▶ _The exercise_
Resume the passage on LACERS and the prefunding of retiree health benefits, writing on from its final sentence.

--- Start Extracted text ---

Other Retirement Systems Follow LACERS Lead

On Monday, January 7, the State of California’s Public Employees Post-Employment Benefits Commission (PEBC) released its report to the Governor’s Office. The PEBC’s number one recommendation was that California's public employee retirement systems make prefunding health benefits just as important as prefunding pension allowances. While all California retirement systems prefund retirement allowances, only 22% prefund retiree health care.

LACERS has been prefunding health benefits for almost 20 years and prefunding retirement allowances since its inception in 1937. LACERS funded ratio is 68.5% for health benefits and 81.7% for retirement benefits.

Most other pension systems use a “pay-as-you-go” approach to cover retiree health costs. This approach has resulted in a struggle for pension systems to meet today’s rising health care costs for their current retirees.

PAY AS YOU GO

PRE-FUNDING

Paying pension benefits as they become due without advance funding.

Investing money now to use the earnings to pay for future benefits.

--- End Extracted text ---
--- Start Data records ---

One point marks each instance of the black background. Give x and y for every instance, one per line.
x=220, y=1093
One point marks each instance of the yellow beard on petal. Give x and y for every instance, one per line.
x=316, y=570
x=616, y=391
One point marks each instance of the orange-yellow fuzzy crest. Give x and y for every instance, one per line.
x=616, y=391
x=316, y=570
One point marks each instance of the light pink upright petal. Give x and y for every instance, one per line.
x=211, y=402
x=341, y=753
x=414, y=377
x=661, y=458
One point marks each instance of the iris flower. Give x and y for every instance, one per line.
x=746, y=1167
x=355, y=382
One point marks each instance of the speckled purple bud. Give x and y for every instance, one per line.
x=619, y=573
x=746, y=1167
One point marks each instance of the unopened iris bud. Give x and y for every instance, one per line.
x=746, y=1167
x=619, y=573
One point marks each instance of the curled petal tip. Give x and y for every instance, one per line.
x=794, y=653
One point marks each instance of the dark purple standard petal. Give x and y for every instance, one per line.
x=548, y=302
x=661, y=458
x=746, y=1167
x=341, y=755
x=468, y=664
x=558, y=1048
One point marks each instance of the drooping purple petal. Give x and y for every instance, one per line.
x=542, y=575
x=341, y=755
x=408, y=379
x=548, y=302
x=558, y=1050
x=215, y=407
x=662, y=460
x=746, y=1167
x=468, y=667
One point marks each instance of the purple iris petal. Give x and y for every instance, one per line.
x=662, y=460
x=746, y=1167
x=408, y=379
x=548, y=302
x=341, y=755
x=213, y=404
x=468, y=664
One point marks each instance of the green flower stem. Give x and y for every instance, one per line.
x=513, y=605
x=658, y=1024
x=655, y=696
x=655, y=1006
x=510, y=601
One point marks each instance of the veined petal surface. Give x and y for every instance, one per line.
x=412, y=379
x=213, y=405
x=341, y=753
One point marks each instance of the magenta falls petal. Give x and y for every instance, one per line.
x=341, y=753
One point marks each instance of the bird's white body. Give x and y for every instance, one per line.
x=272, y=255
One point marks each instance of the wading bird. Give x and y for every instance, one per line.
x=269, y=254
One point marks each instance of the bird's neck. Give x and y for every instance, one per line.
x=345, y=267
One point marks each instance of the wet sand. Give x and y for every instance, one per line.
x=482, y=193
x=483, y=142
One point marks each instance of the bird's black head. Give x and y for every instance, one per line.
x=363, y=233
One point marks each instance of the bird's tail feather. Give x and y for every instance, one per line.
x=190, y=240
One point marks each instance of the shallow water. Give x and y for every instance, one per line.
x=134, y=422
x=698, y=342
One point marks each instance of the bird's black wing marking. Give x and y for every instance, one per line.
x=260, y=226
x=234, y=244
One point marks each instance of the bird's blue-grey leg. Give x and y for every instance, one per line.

--- End Data records ---

▶ _Reply to the task_
Governor Arnold Schwarznegger formed the PEBC to examine post-employment benefits. In 2007, the bipartisan committee met in cities throughout California. LACERS General Manager Robert Aguallo, Jr. testified before the committee about the success of LACERS two prefunded programs - health benefits and retirement allowances.

"Once again, an independent agency has concluded LACERS is a sound retirement system that is ahead of the curve when it comes to providing post-employment benefits to its Members," said Aguallo.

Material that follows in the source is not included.